* Source extract *
■ ■ ■ ■ ■ ■ ■
Hi to all,

This is my first post on r-sig-ecology mailing list and it concerns the 
difficulties I have in fomulating a certain ecological model for my data. 



My data consist of 567 individual roe deer crania, with 50 linear characters 
measured across 12 populations. I want to test the influence of habitat 
structure on cranial variability in this sample. Habitat structure is expressed 
as the ratio of forest to meadowland to plowland and all ratios add up to one 
(0.10 forest - 0.20 meadow - 0.70 plowland, etc...). 


I know that individual approach is not good since all individuals from the same 
populations have the same values of this habitat ratio. 


The idea is to use PCA or DA to reduce the dimensionality and to extract 
population scores that can be used in the model. My question is how to design 
such a model, that will include population scores and habitat ratios (maybe 
even two more independent variables, population density and the mean body 
weight)? Simple lm models are either insignificant or run out of degrees of 
freedom since only 12 variables are present.
■ ■ ■ ■ ■ ■ ■
* Data excerpt *
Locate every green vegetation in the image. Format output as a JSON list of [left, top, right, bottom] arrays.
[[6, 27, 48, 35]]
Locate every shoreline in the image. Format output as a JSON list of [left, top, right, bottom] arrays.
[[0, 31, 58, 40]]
■ ■ ■ ■ ■ ■ ■
* Challenges *
a - In the mailing-list post about roe deer crania, why does the writer judge an approach based on individual animals to be unsuitable?
b - Extend the mailing-list post about roe deer crania, starting after its last sentence.

* Task results *
a - The writer considers it unsuitable because every individual from the same population has the same habitat ratio values.

b -
I tried summarizing habitat structure with the diversity index (thanks to Seth 
from r-sig-mixed effect list), but all such indices score ecotonal habitats the 
most (the ones with the most even ratio) and lm`s are again insignificant. I 
know that variability is constrained by the extreme habitats (the ones with the 
most plowland or forest, while meadowland contributes to the area of favorable 
foraging sites present in both extreme habitat types, but is never the most 
dominant habitat since it has the lowest ratios.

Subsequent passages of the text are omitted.